Referring expression pointing data
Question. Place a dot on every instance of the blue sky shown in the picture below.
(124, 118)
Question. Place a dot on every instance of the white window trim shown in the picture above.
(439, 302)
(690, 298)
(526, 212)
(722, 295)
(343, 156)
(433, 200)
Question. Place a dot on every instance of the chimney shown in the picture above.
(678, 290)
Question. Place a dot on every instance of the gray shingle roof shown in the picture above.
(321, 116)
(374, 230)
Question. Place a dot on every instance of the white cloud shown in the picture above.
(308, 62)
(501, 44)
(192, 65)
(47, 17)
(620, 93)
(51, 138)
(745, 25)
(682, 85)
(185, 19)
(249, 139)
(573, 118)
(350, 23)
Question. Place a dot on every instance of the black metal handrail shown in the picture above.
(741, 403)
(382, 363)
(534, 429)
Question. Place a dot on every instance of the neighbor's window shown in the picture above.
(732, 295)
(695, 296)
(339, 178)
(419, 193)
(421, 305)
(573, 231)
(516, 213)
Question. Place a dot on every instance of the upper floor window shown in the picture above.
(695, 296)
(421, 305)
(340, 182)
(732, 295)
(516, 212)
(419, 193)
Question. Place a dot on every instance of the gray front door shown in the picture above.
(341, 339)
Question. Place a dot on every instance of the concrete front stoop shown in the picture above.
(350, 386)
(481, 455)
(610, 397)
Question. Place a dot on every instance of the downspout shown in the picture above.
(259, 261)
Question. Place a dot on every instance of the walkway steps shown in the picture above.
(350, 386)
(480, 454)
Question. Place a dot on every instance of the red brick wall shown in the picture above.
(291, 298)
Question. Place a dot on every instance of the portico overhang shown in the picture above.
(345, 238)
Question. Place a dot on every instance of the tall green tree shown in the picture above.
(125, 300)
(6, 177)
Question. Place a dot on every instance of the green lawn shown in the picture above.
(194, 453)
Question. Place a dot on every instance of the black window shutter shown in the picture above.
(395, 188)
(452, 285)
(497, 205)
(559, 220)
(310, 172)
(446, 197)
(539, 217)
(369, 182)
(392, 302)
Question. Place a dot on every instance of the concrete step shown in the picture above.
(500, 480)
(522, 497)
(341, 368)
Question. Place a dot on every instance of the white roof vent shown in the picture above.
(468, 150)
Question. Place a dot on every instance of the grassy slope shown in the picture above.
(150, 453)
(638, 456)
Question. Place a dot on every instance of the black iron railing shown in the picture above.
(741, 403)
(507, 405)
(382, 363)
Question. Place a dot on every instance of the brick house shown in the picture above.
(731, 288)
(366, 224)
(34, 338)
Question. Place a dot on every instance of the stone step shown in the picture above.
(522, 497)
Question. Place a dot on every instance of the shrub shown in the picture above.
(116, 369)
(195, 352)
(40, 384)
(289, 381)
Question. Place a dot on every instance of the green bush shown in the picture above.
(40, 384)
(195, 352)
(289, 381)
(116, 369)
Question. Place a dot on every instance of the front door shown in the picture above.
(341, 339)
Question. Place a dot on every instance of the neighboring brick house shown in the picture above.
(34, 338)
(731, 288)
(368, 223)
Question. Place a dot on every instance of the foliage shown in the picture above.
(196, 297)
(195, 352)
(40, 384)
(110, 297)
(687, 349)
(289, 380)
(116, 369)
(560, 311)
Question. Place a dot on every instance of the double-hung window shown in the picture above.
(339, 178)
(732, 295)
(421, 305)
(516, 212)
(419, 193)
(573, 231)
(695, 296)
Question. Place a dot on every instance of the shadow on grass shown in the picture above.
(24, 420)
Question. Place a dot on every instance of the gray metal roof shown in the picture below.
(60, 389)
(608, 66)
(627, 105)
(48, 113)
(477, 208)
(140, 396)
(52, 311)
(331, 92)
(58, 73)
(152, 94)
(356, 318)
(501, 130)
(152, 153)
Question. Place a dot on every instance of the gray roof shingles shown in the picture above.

▸ **About this task**
Each record above needs to be given again exactly as written.

▸ **Answer for the task**
Question. Place a dot on every instance of the blue sky shown in the picture below.
(124, 118)
Question. Place a dot on every instance of the white window trim shown in the picture above.
(439, 302)
(690, 298)
(526, 212)
(722, 295)
(343, 156)
(433, 200)
Question. Place a dot on every instance of the chimney shown in the picture above.
(678, 290)
Question. Place a dot on every instance of the gray shingle roof shown in the picture above.
(321, 116)
(374, 230)
Question. Place a dot on every instance of the white cloud shown in the picture above.
(308, 62)
(501, 44)
(192, 65)
(47, 17)
(620, 93)
(51, 138)
(745, 25)
(682, 85)
(185, 19)
(249, 139)
(573, 118)
(350, 23)
Question. Place a dot on every instance of the black metal handrail shown in the picture above.
(741, 403)
(382, 363)
(534, 429)
Question. Place a dot on every instance of the neighbor's window shown in the picture above.
(732, 295)
(695, 296)
(339, 178)
(419, 193)
(421, 305)
(573, 231)
(516, 213)
Question. Place a dot on every instance of the upper floor window shown in the picture above.
(695, 296)
(421, 305)
(340, 182)
(732, 295)
(516, 212)
(419, 193)
Question. Place a dot on every instance of the gray front door shown in the picture above.
(341, 339)
Question. Place a dot on every instance of the concrete front stoop shown in the picture above.
(350, 386)
(481, 455)
(610, 397)
Question. Place a dot on every instance of the downspout shown in the picture above.
(259, 261)
Question. Place a dot on every instance of the walkway steps shown in the picture above.
(350, 386)
(480, 454)
Question. Place a dot on every instance of the red brick wall shown in the picture above.
(291, 298)
Question. Place a dot on every instance of the portico overhang shown in the picture above.
(345, 238)
Question. Place a dot on every instance of the tall green tree shown in the picture above.
(125, 300)
(6, 177)
Question. Place a dot on every instance of the green lawn shown in the picture above.
(194, 453)
Question. Place a dot on every instance of the black window shutter shown in the picture above.
(395, 188)
(452, 285)
(497, 205)
(559, 220)
(310, 172)
(446, 197)
(539, 217)
(369, 182)
(392, 302)
Question. Place a dot on every instance of the concrete step shown in the picture above.
(500, 480)
(522, 497)
(341, 368)
Question. Place a dot on every instance of the white roof vent shown in the picture above.
(468, 150)
Question. Place a dot on every instance of the grassy slope shown in the picture above.
(150, 453)
(638, 456)
Question. Place a dot on every instance of the black iron railing shown in the picture above.
(741, 403)
(507, 405)
(382, 363)
Question. Place a dot on every instance of the brick house shown in the picture above.
(731, 288)
(366, 224)
(34, 338)
Question. Place a dot on every instance of the stone step shown in the picture above.
(522, 497)
Question. Place a dot on every instance of the shrub shown in the picture above.
(116, 369)
(195, 352)
(40, 384)
(289, 381)
Question. Place a dot on every instance of the green bush shown in the picture above.
(40, 384)
(195, 352)
(289, 381)
(116, 369)
Question. Place a dot on every instance of the front door shown in the picture above.
(341, 339)
Question. Place a dot on every instance of the neighboring brick house shown in the picture above.
(34, 338)
(731, 288)
(368, 223)
Question. Place a dot on every instance of the foliage shown in the picture above.
(196, 297)
(195, 352)
(40, 384)
(110, 297)
(687, 349)
(289, 380)
(116, 369)
(560, 311)
Question. Place a dot on every instance of the double-hung window shown in the picture above.
(339, 178)
(732, 295)
(421, 305)
(516, 212)
(419, 193)
(573, 231)
(695, 296)
Question. Place a dot on every instance of the shadow on grass shown in the picture above.
(24, 420)
Question. Place a dot on every instance of the gray metal roof shown in the picture below.
(60, 389)
(608, 66)
(627, 105)
(48, 113)
(477, 208)
(140, 396)
(52, 311)
(331, 92)
(58, 73)
(152, 94)
(356, 318)
(501, 130)
(152, 153)
Question. Place a dot on every instance of the gray roof shingles shown in the picture above.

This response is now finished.